Directions for this task: Each line below must be reproduced exactly, though the pictures are to be dropped.

Stored data entries:

##############################

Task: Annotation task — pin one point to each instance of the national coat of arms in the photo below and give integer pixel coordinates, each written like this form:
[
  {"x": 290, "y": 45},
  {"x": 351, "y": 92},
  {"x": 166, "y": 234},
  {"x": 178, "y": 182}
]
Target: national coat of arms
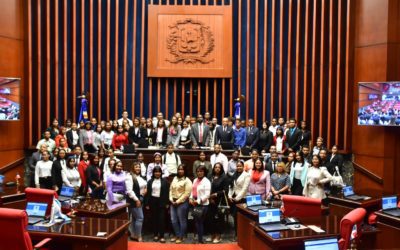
[{"x": 190, "y": 41}]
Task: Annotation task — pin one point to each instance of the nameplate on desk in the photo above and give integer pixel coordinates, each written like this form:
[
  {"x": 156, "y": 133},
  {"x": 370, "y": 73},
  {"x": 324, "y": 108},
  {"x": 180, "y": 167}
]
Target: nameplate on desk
[{"x": 316, "y": 229}]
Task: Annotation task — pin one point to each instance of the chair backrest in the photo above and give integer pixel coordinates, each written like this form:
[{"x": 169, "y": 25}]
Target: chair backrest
[
  {"x": 355, "y": 217},
  {"x": 41, "y": 195},
  {"x": 13, "y": 233},
  {"x": 300, "y": 206}
]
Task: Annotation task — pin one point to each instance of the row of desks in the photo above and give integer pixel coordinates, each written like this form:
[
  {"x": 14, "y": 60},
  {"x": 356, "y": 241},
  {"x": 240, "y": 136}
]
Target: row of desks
[
  {"x": 81, "y": 231},
  {"x": 251, "y": 236}
]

##############################

Exercise solution:
Task: Annotation task — pin one point to each instance of the national coat of arms in the photo below and give integer pixel coordinates, each written like this form:
[
  {"x": 290, "y": 45},
  {"x": 351, "y": 92},
  {"x": 166, "y": 234},
  {"x": 178, "y": 182}
]
Target: national coat of arms
[{"x": 190, "y": 41}]
Task: Annotation task — pin one point to each instance of the nameplate on desk in the photo above and give integer pixel coordinates, each written like this form:
[
  {"x": 156, "y": 133},
  {"x": 370, "y": 73},
  {"x": 324, "y": 108},
  {"x": 180, "y": 167}
]
Target: nameplate on desk
[{"x": 316, "y": 229}]
Task: Annotation task — pin one point to each instance of the chair backrest in the photo above and give integer pixel coordinates, each written like this form:
[{"x": 169, "y": 25}]
Target: chair backrest
[
  {"x": 355, "y": 217},
  {"x": 41, "y": 195},
  {"x": 13, "y": 233},
  {"x": 300, "y": 206}
]
Task: Annotation task — pin one point to each instance of the row of desks in the photo above and give integer pixel coordinates, each written like this form:
[
  {"x": 14, "y": 60},
  {"x": 356, "y": 241},
  {"x": 240, "y": 136}
]
Target: row of desks
[
  {"x": 81, "y": 231},
  {"x": 251, "y": 236}
]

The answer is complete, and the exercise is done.